▶ **Instructions**:
1) From the post about reading the wrong page of a book, reproduce the part that opens with the words containing "Something that really" and closes with "Divine can do.".
2) In the post about reading the wrong page of a book, list everything the writer says was not the same, even though the words and pages seemed familiar.
3) Pick up the post about reading the wrong page of a book and keep writing from after its final sentence.

▶ **Excerpt**:
========

Sometimes our past is the reason we make decisions as we do right now. A lesson I’ve been learning is that although the past might seem to look the same, it is in fact very different than right now. I can think that right now is going to turn out like that past because that’s an association I have with the feelings or thoughts that seem so familiar but in reality the situations may seem as if there are similarities but they are very different as well as I am very different.
Something that really knocked me on the head with this point home, so to speak, was given to me yesterday. A little Divine gift. Rather a huge gift I beg to say and it was given in such a simple yet profound way. As only the Divine can do.
I was reading a book by my favorite Author and teacher Caroline Myss, Intimate Conversations with the Divine, (I’ll put a link to the book) and just for a few moments I got lost in my thoughts, as we do, and my eyes weren’t looking at the pages. Within what felt like a few seconds I realized I was thinking and not reading anymore and I looked back down to my paragraph. I picked up where I left off but was completely confused by what I was reading. It made no sense!
I backed up further to the above paragraph and started there. Again, I was confused and getting rather frustrated. It was only a few seconds that I was lost in thought and thought about what I had just read, which was none of this! Am I going mad? What is going on here? Okay, let’s try again. I re read the paragraph againnnnnn and with no success at understanding how this fit into what I had been reading. It was as if everything looked the same but nothing about it was the same at all! !!!!! I think you may see here where I am going. 🙂
So shaking my head a bit confused, frustrated and wondering what was going on I sat back and looked at the whole page. Yup, it was the wrong page. I could tell after taking a breath because I knew what I was reading about it is wasn’t under this title or header or words etc. So I flipped the pages and found that I was actually two pages ahead of that.
So the words seemed familiar because I had read them before. The page seemed familiar because the pages all look the same in formatting and outline but nothing in the context or meaning or myself was the same.
I had inadvertently flipped backwards to something I had already done/read and was trying to make it congruent with and fit into my present and it couldn’t’, it just couldn’t!

========

▶ **Data segment**:
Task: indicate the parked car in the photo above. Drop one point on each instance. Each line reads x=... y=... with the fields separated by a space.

========

▶ **Task-by-task answers**:
1)
Something that really knocked me on the head with this point home, so to speak, was given to me yesterday. A little Divine gift. Rather a huge gift I beg to say and it was given in such a simple yet profound way. As only the Divine can do.

2)
- the context
- the meaning
- the writer (myself)

3)
This tiny little accident was a huge ah ha for me. Like a BIG lesson in what my thinking brain does to try to figure out problems or issue right now, it goes to the only thing it knows which is the past, but the past is NOT right now and cannot get or be congruent with right now, it cannot fit into Right now because although there may be similarities in what/how/who/feelings/thoughts whatever, there is nothing about then that IS right now!
Yes, we can learn from the past but it doesn’t serve us to make decisions based on the past. Seems counterintuitive almost right? We want to ‘know’ what’s going to happen. Have a formula. Have the equation all laid out. It doesn’t work like that. There’s too many differing factors. We can use our past decisions to see how we responded and try to respond differently now. Did we respond and act our of fear? Where did that get us? Did we respond and act our of faith? Where did this get us? In this current choice or situation we can remember to respond to it and ourselves with faith and love, confidence and courage so that we know we are in the flow with our best selves and higher selves. And we can remember basing a decision from a past event and thinking it’s going to generate the same outcome today, just isn’t so. I keep learning this lesson and this little book incident made this lesson really really clear for me.
So, although it may look like we are on the same page, if we try to read from the past and have it fit into our NOW experience congruently as if the words can be strung together, we will not be able to make the proper aligned connected decision based on the current circumstances and our current selves.
Thank you for reading my little book incident about not letting my past dictate my present actions. I’d love to hear from you.
From my hear to yours,
Divine writings- minimally edited.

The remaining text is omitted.